TEXT EXCERPT:
☆ ☆ ☆ ☆ ☆ ☆ ☆

Xenophobia off Menu for more than 200,000 people who are Homeless or living in temporary shelter in Paris

The Tuileries Gardens in central Paris © Musée du Louvre / A. Dequier
The Financial Times reports today that volunteers who ladled it out to the homeless of Paris called it "pig soup". Now it has been taken off the menu following accusations that the dominant aroma wafting up from the bowl was xenophobia, not pork.

The Conseil d'Etat, France's highest authority on administrative law, has banned an organisation called Solidarité des Français from distributing its soup containing pig ears, feet and tails to the capital's rough sleepers.

On Friday night, the court announced that it had upheld an earlier decision by the Paris police chief to shut down the soup kitchen, which has been accused of discriminating against Muslims and Jews, whose religions forbid the consumption of pork.

This decision had been suspended on appeal, prompting the interior ministry, led by presidential hopeful Nicolas Sarkozy, to demand that the Conseil d'Etat intervene. Bertrand Delanoë, Paris's mayor, also pushed for a ban, claiming that the handouts stank of xenophobia.

☆ ☆ ☆ ☆ ☆ ☆ ☆

(Rows from a dataset of pointing items)

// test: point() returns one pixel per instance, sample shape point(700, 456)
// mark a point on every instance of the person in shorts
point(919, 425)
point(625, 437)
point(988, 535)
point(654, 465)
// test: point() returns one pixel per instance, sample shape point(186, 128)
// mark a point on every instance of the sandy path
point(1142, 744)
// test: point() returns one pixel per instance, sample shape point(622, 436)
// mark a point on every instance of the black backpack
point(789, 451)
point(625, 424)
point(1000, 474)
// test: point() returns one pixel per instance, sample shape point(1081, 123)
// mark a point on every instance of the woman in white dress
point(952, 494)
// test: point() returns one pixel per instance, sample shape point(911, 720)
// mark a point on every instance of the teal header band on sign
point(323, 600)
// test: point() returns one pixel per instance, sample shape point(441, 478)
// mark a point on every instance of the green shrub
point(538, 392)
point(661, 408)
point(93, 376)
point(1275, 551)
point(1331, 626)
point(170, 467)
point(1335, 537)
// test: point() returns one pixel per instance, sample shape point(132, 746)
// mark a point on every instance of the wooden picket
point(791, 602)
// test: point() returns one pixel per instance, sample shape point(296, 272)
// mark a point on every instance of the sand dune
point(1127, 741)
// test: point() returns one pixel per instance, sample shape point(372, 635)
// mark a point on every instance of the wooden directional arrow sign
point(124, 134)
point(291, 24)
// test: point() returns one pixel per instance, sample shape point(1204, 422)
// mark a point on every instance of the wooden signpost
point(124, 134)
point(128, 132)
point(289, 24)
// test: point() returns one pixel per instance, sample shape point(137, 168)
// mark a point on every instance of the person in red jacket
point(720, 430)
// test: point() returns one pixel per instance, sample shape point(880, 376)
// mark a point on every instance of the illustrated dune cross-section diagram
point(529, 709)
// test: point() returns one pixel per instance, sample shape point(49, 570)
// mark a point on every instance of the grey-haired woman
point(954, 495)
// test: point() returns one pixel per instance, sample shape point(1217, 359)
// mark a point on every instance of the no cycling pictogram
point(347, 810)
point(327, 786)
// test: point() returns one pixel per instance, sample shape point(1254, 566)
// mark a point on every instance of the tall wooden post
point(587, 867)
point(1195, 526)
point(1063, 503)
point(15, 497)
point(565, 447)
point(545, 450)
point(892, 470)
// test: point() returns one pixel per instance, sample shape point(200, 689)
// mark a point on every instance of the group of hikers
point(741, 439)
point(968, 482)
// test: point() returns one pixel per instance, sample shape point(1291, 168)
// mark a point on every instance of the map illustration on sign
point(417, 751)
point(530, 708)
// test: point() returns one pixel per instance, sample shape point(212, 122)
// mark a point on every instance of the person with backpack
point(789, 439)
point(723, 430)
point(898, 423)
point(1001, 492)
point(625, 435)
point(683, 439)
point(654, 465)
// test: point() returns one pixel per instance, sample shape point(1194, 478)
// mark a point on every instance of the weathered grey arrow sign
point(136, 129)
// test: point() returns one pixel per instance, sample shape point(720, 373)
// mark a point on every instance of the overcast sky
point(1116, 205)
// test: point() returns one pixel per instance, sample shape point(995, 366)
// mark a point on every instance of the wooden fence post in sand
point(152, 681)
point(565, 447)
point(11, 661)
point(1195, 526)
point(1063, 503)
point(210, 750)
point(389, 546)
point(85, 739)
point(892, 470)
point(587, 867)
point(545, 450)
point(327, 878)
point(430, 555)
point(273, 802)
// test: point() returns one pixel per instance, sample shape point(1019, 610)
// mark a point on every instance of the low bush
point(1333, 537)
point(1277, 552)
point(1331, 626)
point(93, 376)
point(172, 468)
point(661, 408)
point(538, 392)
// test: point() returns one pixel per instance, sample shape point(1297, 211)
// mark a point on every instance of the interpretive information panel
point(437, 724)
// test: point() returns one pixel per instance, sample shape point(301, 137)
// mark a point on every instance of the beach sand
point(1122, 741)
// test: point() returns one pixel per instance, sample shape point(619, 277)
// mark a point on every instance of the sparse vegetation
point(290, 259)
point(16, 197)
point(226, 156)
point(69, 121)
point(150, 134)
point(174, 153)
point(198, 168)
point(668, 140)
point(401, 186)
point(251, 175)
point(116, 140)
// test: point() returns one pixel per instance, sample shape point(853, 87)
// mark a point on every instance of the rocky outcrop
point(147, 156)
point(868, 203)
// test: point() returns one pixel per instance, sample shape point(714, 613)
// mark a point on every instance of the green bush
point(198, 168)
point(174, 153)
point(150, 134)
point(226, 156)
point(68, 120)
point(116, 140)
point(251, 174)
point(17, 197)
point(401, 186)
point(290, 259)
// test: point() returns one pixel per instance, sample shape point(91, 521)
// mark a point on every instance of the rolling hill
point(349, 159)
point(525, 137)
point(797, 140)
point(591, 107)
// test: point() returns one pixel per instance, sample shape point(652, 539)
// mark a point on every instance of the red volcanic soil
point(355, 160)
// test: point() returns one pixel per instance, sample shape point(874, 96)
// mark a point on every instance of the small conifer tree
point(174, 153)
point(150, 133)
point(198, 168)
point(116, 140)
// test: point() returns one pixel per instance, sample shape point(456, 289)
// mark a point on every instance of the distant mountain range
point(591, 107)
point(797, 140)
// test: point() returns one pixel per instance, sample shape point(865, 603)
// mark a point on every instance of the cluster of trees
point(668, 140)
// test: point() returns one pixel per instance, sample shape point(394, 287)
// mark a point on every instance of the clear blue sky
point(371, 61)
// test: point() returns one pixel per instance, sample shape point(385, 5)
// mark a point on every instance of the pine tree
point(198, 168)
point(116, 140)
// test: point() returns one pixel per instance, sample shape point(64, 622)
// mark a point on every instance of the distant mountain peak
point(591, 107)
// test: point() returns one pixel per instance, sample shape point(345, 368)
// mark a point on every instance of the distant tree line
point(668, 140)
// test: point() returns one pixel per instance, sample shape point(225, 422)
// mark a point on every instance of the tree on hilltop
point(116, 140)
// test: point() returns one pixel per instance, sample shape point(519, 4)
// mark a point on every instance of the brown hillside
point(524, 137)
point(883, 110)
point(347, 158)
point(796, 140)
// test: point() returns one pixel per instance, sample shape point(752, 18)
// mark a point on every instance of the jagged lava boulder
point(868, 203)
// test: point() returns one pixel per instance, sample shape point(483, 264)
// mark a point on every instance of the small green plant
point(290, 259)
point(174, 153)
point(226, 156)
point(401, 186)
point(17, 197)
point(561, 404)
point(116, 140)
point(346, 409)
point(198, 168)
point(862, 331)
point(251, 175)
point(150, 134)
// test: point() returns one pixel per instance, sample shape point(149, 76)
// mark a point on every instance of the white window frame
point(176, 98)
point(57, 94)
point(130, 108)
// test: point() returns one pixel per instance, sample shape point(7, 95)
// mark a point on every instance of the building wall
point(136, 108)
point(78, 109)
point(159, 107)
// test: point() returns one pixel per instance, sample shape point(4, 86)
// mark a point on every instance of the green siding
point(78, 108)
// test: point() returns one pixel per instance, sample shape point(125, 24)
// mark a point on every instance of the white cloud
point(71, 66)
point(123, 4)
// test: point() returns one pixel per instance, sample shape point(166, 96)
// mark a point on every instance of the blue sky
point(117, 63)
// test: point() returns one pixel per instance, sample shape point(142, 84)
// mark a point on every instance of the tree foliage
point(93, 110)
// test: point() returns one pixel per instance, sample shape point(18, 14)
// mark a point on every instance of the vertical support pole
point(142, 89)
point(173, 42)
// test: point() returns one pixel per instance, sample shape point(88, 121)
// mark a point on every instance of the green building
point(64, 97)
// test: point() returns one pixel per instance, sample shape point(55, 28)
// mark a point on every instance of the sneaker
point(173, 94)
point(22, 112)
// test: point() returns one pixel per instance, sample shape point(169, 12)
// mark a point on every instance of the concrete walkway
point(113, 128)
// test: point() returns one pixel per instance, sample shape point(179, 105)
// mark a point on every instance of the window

☆ ☆ ☆ ☆ ☆ ☆ ☆

TASKS FOR THIS EXERCISE:
• a. According to the soup kitchen article, which body banned Solidarité des Français from distributing its soup?
• b. Reproduce the part of the soup kitchen article that begins at the words "The Conseil d'Etat, France's" and stops after "consumption of pork.".
Work from the soup kitchen article alone.

WRITTEN RESPONSES:
• a. The Conseil d'Etat, France's highest authority on administrative law.

• b.
The Conseil d'Etat, France's highest authority on administrative law, has banned an organisation called Solidarité des Français from distributing its soup containing pig ears, feet and tails to the capital's rough sleepers.

On Friday night, the court announced that it had upheld an earlier decision by the Paris police chief to shut down the soup kitchen, which has been accused of discriminating against Muslims and Jews, whose religions forbid the consumption of pork.